Problem requirements: Copy the listing below word for word, but leave out the pictures.

Raw data:
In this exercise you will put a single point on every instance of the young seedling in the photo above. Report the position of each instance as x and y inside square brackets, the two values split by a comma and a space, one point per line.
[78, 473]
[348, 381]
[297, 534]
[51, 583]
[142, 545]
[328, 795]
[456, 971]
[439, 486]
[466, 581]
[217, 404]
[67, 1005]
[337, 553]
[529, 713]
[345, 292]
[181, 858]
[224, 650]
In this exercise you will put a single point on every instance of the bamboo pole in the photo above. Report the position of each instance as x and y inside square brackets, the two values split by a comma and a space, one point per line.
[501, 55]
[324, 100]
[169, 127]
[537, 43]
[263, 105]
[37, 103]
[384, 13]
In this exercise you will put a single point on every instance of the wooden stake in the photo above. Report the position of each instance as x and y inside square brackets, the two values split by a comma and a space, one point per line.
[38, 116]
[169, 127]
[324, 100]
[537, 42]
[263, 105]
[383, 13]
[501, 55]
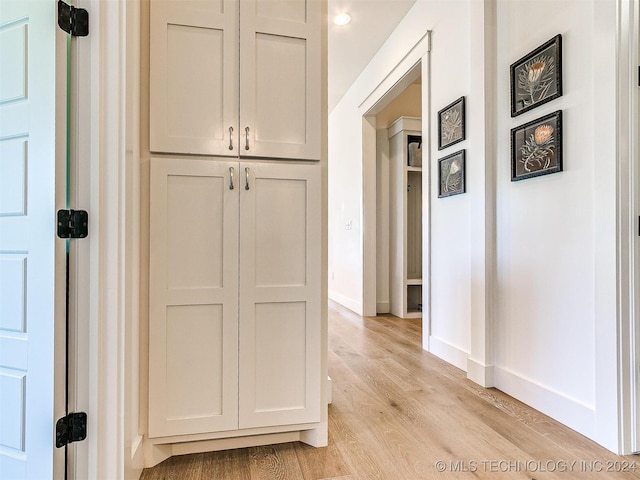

Answer for this exercise:
In this exercise you will put a single point on every instance of the young seedling in the photo above. Report the position of each instance as x and y inside square brackets, the two values split by a comma and a space, one point per line.
[78, 473]
[348, 381]
[297, 534]
[51, 583]
[142, 545]
[328, 795]
[456, 971]
[439, 486]
[466, 581]
[217, 404]
[67, 1005]
[337, 553]
[529, 713]
[345, 292]
[181, 858]
[224, 650]
In this exercise you will put a single point on every instance of the bamboo pole in the photo above. Report the position of each instance as x and y inside square brackets, the two values split by a comma and a space, one point per line.
[501, 55]
[324, 100]
[169, 127]
[537, 43]
[263, 105]
[37, 103]
[384, 13]
In this exercise you will put a single point on every instance of the wooden stake in the photo above. Report the position of each instance as x and y inside square brackets, the two values split by a comma and a space, one point per line.
[38, 116]
[169, 127]
[324, 100]
[537, 42]
[263, 105]
[383, 13]
[501, 55]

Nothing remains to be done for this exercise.